— Begin Document passage —

Within a bullish trend, I prefer to look for and trade buy signals rather than sell signals. Thus, the required bullish signal may still form within imbalance 13. Naturally, the euro's near-term outlook depends heavily on geopolitics. Last week, multiple reports emerged regarding progress toward an agreement between Iran and the United States, and several more similar headlines appeared over the weekend. Most of them came from Donald Trump, which is why I would also like to hear comments from official representatives in Tehran. However, Tehran remains silent, meaning traders can only rely on statements from the US president and his closest officials.
Whether that is sufficient remains an open question, but the new week has nevertheless started with gains in the "risk-sensitive euro," which means the market still considers the signing of a framework agreement possible in the near future. Such a framework agreement would at least allow the reopening of the Strait of Hormuz and provide time for more comprehensive negotiations, which logically should eventually lead to the signing of a nuclear deal.
In the current situation, traders can only wait for another reaction from imbalance 13, which remains the last bullish pattern within the current bullish impulse, or for its invalidation. If the current decline is viewed as a corrective pullback, then it may very well conclude within imbalance 13. However, without geopolitical support, bulls will struggle to launch a new offensive.
If the current movement is instead interpreted as the beginning of a new bearish trend, then traders should expect the failure of negotiations and a renewed escalation of the conflict, while also waiting for a signal within imbalance 15. In my opinion, however, the first scenario remains more likely.

— End Document passage —
— Begin Supplied data —

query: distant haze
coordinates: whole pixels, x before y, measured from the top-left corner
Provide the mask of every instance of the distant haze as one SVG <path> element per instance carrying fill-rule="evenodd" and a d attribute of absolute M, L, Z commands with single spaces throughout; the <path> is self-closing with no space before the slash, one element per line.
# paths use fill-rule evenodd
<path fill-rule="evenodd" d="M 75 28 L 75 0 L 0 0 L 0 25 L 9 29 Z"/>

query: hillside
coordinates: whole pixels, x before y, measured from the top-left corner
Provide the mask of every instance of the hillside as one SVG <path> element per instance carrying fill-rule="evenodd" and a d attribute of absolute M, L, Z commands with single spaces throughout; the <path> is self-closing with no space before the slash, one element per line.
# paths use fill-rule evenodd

— End Supplied data —

● **Exercise set**
a. Extract the part of the euro commentary between "Whether that is" and "a new offensive.", inclusive, without changing a word.
b. Copy the records word for word from their first line through the line containing "75 28 L 75 0", with both of those lines included.
The text and the records come from separate, unrelated sources.

● **Outputs**
a.
Whether that is sufficient remains an open question, but the new week has nevertheless started with gains in the "risk-sensitive euro," which means the market still considers the signing of a framework agreement possible in the near future. Such a framework agreement would at least allow the reopening of the Strait of Hormuz and provide time for more comprehensive negotiations, which logically should eventually lead to the signing of a nuclear deal.
In the current situation, traders can only wait for another reaction from imbalance 13, which remains the last bullish pattern within the current bullish impulse, or for its invalidation. If the current decline is viewed as a corrective pullback, then it may very well conclude within imbalance 13. However, without geopolitical support, bulls will struggle to launch a new offensive.

b.
query: distant haze
coordinates: whole pixels, x before y, measured from the top-left corner
Provide the mask of every instance of the distant haze as one SVG <path> element per instance carrying fill-rule="evenodd" and a d attribute of absolute M, L, Z commands with single spaces throughout; the <path> is self-closing with no space before the slash, one element per line.
# paths use fill-rule evenodd
<path fill-rule="evenodd" d="M 75 28 L 75 0 L 0 0 L 0 25 L 9 29 Z"/>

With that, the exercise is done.